## TASK DETAILS:
Output the lines of the listing below exactly, starting at the line containing "Can you locate" and stopping after the last line, with any pictures dropped.
<<<<
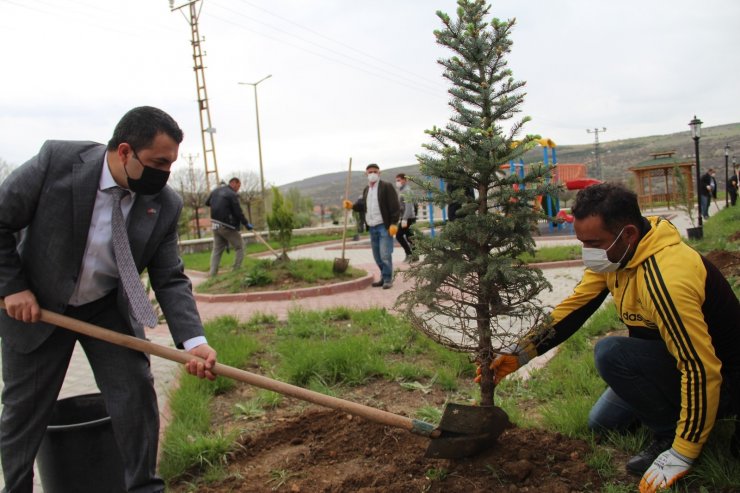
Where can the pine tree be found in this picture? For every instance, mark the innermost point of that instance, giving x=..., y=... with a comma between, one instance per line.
x=471, y=291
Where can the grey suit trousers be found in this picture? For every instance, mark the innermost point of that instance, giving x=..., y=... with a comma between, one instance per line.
x=32, y=384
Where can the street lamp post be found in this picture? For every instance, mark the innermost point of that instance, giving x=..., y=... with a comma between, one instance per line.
x=695, y=126
x=259, y=139
x=727, y=176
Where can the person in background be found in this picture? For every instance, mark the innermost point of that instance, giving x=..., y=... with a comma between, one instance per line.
x=92, y=219
x=382, y=210
x=679, y=369
x=732, y=186
x=708, y=191
x=226, y=219
x=408, y=216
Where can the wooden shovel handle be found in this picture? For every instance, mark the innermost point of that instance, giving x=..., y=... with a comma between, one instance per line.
x=369, y=413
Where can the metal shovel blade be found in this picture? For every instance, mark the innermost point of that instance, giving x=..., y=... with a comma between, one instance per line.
x=340, y=265
x=467, y=430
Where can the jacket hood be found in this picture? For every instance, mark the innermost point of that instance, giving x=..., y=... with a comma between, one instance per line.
x=662, y=234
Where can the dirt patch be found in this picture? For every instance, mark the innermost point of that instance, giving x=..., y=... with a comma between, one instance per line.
x=727, y=262
x=301, y=448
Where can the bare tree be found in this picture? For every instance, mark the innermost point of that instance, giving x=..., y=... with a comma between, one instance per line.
x=191, y=183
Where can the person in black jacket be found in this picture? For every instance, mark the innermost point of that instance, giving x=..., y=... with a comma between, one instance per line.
x=226, y=218
x=708, y=191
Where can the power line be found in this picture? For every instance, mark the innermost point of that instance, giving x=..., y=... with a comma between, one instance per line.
x=596, y=131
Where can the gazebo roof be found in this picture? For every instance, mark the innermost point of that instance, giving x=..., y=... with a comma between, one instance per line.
x=662, y=160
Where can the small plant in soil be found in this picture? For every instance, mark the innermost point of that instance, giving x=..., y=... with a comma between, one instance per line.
x=471, y=291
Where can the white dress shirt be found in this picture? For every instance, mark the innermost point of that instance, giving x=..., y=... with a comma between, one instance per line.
x=99, y=272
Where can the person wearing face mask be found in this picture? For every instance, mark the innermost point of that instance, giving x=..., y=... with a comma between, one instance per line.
x=679, y=368
x=408, y=216
x=81, y=209
x=382, y=210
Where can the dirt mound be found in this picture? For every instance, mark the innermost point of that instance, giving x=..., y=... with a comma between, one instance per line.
x=327, y=451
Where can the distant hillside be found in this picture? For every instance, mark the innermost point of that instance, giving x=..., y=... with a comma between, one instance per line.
x=616, y=157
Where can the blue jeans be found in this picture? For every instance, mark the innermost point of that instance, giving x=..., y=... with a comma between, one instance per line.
x=644, y=384
x=704, y=201
x=382, y=244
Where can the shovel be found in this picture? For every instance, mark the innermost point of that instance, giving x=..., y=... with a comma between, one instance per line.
x=462, y=432
x=341, y=264
x=259, y=237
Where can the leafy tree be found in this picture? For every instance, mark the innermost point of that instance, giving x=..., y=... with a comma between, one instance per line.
x=471, y=292
x=5, y=169
x=250, y=195
x=281, y=221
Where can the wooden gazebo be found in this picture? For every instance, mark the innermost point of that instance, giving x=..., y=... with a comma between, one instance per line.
x=656, y=181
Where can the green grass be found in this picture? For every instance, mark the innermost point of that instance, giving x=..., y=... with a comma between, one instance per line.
x=553, y=254
x=276, y=274
x=201, y=261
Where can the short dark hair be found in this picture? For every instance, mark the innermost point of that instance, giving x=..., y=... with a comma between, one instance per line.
x=140, y=126
x=614, y=203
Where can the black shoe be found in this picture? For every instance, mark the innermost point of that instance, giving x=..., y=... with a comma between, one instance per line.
x=640, y=463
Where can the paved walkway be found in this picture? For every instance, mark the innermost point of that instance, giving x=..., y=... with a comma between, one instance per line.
x=79, y=376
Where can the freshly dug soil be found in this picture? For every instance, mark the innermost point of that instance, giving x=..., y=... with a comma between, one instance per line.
x=326, y=451
x=305, y=448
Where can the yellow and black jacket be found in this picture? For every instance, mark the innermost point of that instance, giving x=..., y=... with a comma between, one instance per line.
x=668, y=291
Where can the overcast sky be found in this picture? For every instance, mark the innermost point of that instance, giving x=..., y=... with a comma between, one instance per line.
x=354, y=78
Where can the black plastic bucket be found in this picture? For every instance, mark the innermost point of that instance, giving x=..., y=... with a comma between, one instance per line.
x=78, y=453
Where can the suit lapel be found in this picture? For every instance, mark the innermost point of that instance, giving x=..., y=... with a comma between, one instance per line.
x=86, y=178
x=141, y=221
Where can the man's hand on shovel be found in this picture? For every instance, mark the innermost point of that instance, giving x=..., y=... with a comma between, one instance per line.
x=23, y=306
x=202, y=365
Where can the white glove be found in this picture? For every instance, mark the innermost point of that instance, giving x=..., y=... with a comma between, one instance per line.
x=667, y=468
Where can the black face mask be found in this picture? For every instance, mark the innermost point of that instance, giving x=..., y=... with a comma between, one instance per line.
x=151, y=181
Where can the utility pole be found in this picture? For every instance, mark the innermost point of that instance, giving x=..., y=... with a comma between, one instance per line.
x=193, y=190
x=596, y=131
x=206, y=129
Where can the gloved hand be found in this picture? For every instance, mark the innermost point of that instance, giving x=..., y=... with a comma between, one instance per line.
x=503, y=364
x=667, y=468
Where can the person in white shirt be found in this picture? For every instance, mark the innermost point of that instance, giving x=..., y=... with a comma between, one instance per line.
x=61, y=204
x=382, y=212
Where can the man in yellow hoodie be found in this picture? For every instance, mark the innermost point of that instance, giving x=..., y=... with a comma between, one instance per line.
x=680, y=365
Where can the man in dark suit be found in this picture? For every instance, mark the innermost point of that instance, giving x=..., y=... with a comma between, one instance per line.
x=57, y=252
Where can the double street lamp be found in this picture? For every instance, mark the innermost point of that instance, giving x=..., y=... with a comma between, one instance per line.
x=259, y=140
x=695, y=126
x=727, y=176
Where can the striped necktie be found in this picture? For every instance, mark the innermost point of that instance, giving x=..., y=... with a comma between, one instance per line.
x=138, y=300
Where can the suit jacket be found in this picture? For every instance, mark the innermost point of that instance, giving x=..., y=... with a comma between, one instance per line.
x=49, y=200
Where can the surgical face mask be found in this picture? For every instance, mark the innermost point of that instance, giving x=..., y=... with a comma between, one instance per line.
x=597, y=259
x=151, y=181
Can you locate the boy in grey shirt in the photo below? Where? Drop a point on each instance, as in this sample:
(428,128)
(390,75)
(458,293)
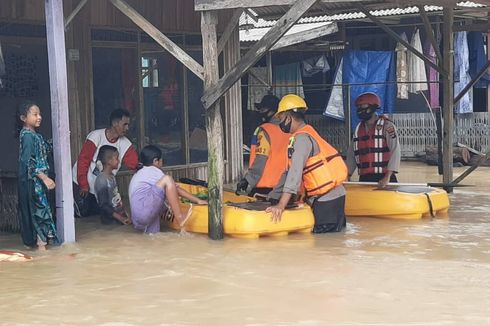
>>>>
## SOLUTION FOR THIS TASK:
Can you locate the boy in grey shirt in the photo below? Where? Drop a point on each instance, as in this sample:
(428,128)
(390,75)
(458,293)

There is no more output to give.